Data records
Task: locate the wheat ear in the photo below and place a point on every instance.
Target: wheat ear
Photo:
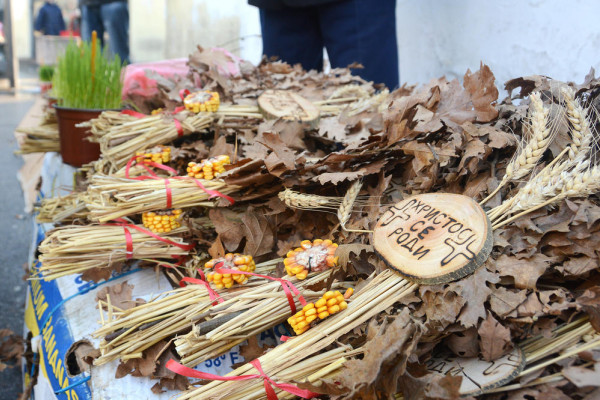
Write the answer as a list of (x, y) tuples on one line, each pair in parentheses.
[(530, 154), (581, 135), (303, 201), (345, 209)]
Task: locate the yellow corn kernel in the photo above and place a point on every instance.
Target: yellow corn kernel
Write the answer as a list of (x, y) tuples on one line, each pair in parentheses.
[(323, 315)]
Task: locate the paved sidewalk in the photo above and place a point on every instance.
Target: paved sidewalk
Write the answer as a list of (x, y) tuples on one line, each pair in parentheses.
[(15, 234)]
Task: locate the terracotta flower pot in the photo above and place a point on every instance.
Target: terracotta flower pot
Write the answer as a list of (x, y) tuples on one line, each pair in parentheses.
[(75, 148)]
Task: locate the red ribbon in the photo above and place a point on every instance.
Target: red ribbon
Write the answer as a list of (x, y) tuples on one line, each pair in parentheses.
[(183, 93), (133, 113), (288, 287), (169, 195), (268, 382), (125, 224), (143, 163), (128, 244), (211, 293), (211, 193)]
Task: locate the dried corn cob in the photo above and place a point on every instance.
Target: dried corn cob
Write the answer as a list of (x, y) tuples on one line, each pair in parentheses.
[(206, 101), (234, 261), (331, 303), (310, 256), (162, 221), (159, 154), (209, 168)]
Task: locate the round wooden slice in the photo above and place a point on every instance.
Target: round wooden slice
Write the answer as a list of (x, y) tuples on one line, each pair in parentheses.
[(284, 104), (434, 238), (479, 375)]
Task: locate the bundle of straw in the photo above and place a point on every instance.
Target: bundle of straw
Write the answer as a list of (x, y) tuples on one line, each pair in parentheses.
[(127, 333), (61, 209), (122, 141), (242, 317), (381, 292), (312, 370), (39, 139), (109, 198), (75, 249)]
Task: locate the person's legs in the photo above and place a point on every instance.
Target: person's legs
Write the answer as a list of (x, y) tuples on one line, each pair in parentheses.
[(115, 16), (293, 35), (362, 31), (91, 21)]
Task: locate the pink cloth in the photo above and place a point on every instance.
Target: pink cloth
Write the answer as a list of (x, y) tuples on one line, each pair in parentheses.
[(137, 83)]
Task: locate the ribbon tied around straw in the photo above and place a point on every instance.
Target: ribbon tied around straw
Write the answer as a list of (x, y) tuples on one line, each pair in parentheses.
[(129, 240), (268, 382), (169, 200), (211, 293), (288, 287)]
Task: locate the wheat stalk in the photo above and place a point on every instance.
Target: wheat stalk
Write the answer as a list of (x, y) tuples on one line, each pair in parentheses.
[(303, 201), (345, 209), (581, 134), (529, 155)]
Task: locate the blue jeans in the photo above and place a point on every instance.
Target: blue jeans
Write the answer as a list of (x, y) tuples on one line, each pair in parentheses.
[(362, 31), (112, 18)]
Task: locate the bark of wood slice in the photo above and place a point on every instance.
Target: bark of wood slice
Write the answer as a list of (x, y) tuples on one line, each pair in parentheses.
[(434, 238), (479, 375), (288, 105)]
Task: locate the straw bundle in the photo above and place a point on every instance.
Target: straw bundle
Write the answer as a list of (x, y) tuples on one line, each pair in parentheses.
[(253, 312), (380, 293), (121, 141), (313, 369), (39, 139), (61, 209), (127, 333), (109, 198), (75, 249)]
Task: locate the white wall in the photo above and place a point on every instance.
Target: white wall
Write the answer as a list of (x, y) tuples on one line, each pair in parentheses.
[(560, 39)]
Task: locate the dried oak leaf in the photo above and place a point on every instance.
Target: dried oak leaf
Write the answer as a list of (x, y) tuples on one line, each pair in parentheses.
[(345, 250), (337, 177), (333, 129), (252, 350), (581, 376), (228, 225), (418, 384), (575, 266), (475, 291), (483, 92), (545, 392), (258, 232), (525, 271), (494, 339), (179, 383), (221, 147), (504, 302), (385, 358), (463, 344), (11, 349), (589, 302), (144, 366), (120, 295), (282, 158)]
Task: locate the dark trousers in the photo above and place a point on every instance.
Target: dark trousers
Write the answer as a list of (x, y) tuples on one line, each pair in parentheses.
[(362, 31), (111, 17)]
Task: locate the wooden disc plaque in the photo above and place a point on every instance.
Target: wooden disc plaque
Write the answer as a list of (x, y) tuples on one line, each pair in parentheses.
[(434, 238), (288, 105), (479, 375)]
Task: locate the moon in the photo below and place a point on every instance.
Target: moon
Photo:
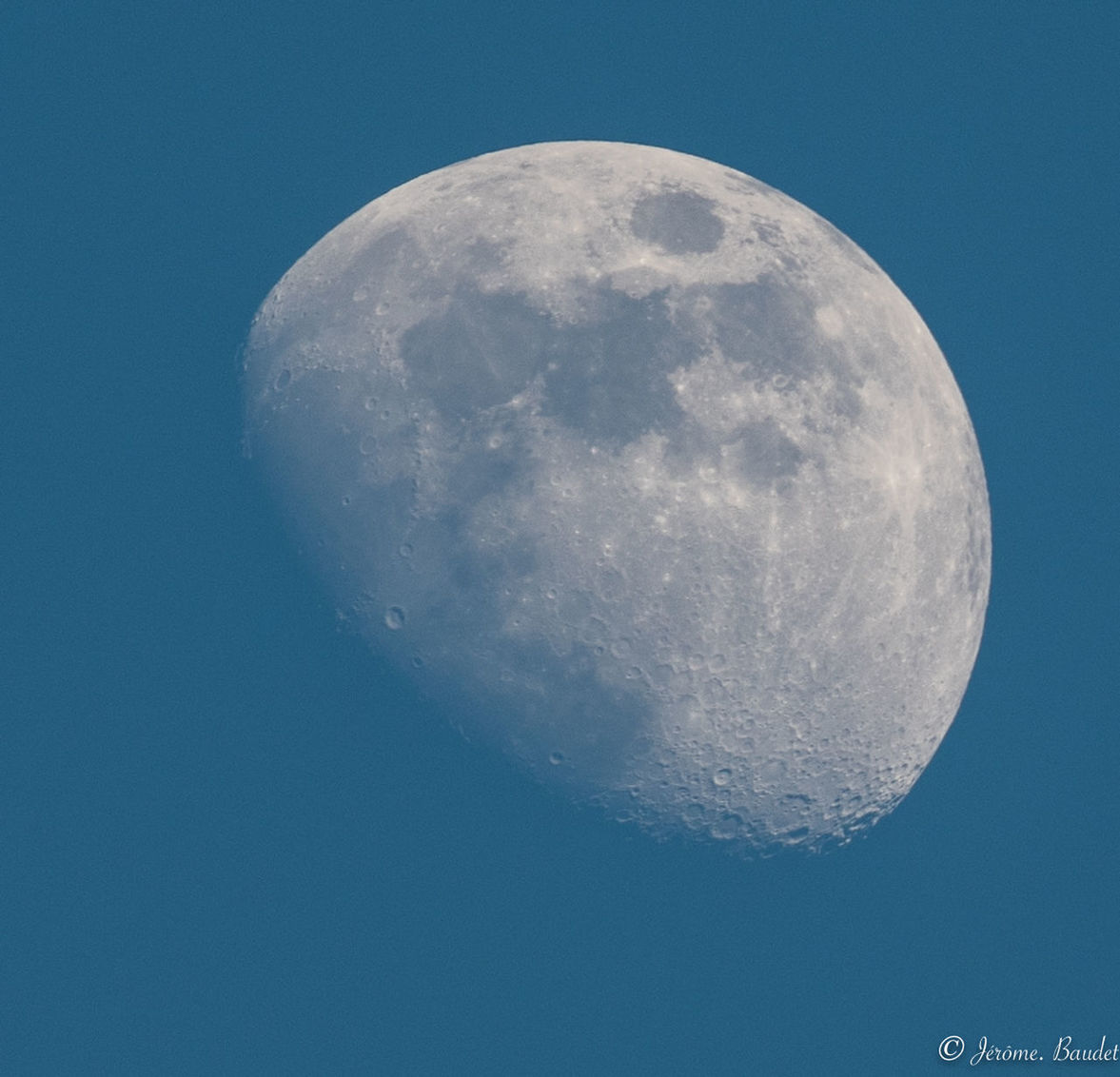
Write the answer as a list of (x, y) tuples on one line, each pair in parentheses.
[(647, 476)]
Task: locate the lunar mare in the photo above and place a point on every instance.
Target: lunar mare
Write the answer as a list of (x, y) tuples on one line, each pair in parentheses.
[(646, 474)]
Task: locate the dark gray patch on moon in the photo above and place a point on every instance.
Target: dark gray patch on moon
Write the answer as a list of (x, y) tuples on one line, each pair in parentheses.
[(681, 222), (765, 455), (608, 379), (481, 352), (605, 379)]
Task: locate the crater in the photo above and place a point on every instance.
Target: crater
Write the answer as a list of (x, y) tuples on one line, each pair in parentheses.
[(680, 222)]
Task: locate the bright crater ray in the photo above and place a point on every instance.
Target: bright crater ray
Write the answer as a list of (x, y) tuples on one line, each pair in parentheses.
[(646, 474)]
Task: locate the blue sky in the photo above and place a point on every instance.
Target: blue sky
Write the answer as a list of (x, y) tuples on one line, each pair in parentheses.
[(233, 842)]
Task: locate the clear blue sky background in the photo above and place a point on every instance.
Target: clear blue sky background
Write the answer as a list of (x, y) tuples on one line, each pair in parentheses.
[(233, 843)]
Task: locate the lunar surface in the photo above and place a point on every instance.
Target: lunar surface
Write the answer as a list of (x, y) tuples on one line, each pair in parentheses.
[(646, 474)]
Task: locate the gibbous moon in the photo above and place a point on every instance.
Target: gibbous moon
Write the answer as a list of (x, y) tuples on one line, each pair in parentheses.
[(645, 474)]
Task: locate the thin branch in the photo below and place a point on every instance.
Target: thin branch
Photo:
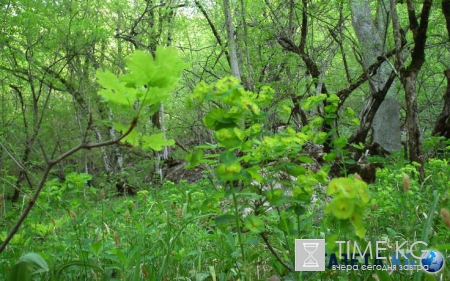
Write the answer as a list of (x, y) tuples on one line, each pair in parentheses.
[(47, 170)]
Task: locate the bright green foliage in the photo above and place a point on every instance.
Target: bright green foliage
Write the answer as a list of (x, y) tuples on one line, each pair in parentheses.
[(26, 266), (350, 197), (147, 84), (254, 224)]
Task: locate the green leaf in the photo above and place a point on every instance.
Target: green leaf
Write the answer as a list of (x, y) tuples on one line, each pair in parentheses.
[(340, 142), (227, 157), (132, 138), (254, 224), (228, 138), (224, 219), (26, 266), (194, 158), (156, 142), (218, 119)]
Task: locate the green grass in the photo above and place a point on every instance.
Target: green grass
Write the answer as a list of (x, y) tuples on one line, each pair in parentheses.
[(172, 232)]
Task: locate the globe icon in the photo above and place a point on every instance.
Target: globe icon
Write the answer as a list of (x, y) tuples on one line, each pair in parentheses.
[(432, 261)]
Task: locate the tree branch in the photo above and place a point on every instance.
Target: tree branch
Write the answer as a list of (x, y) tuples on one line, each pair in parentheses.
[(47, 170)]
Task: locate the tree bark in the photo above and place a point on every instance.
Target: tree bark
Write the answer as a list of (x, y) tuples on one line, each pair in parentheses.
[(371, 35), (408, 75), (234, 63)]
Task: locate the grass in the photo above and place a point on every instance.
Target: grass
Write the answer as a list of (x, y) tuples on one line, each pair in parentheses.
[(170, 233)]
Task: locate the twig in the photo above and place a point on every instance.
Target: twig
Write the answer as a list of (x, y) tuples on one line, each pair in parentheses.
[(50, 164)]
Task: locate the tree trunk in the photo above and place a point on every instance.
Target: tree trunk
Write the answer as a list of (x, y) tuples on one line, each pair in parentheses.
[(371, 36), (234, 63), (408, 75), (442, 126)]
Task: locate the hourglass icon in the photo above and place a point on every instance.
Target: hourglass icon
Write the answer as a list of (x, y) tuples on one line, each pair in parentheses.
[(310, 248)]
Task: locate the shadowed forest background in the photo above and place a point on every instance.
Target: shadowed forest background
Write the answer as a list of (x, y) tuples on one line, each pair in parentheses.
[(196, 140)]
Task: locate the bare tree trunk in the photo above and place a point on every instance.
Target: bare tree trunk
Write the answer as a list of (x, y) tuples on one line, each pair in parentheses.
[(442, 126), (408, 75), (234, 63), (372, 37)]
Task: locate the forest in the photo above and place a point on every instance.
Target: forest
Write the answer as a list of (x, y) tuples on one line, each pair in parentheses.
[(205, 140)]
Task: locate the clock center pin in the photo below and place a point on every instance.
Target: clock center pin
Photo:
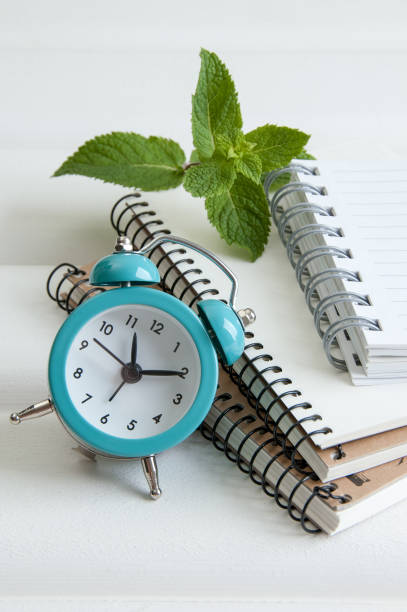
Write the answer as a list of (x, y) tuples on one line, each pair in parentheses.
[(131, 373)]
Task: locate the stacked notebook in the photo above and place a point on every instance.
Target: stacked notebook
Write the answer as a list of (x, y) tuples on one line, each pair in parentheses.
[(283, 414)]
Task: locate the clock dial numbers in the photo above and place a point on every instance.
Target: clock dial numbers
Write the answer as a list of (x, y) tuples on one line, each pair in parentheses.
[(133, 384), (157, 327), (106, 328), (131, 321)]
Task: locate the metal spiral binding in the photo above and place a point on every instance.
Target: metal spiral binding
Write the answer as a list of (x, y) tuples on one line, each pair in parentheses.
[(69, 282), (310, 289), (341, 325), (298, 209), (292, 243), (127, 212), (246, 464), (264, 412), (301, 267)]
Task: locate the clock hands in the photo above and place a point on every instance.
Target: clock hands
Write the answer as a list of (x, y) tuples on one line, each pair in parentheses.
[(132, 372), (161, 373), (109, 351), (133, 358)]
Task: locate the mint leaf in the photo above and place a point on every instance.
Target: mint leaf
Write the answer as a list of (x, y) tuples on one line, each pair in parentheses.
[(249, 164), (130, 160), (285, 178), (194, 157), (215, 107), (209, 178), (305, 155), (276, 146), (241, 215)]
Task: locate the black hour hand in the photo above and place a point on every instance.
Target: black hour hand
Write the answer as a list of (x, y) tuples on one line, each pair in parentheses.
[(161, 373)]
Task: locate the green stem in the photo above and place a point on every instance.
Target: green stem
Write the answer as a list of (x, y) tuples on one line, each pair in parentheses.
[(189, 164)]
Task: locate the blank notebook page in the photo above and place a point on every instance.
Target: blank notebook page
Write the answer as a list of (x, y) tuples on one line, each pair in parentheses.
[(370, 202)]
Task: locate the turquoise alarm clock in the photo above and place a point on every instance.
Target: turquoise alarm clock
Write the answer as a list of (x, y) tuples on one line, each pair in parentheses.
[(133, 371)]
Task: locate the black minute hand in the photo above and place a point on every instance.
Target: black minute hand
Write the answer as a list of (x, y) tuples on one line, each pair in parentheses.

Direction
Reproduce, without any change, the part of the data that opens with the line containing "Task: locate the straw" and closes with the line containing "333), (109, 198), (75, 249)]", including both of those lines.

Complete response
Task: locate the straw bundle in the photo above and place a point on every instance.
Target: straw bundle
Write the answer as a list of (x, y) tuples on one line, each pair in parentheses.
[(253, 312), (380, 293), (121, 141), (313, 369), (39, 139), (61, 209), (127, 333), (109, 198), (75, 249)]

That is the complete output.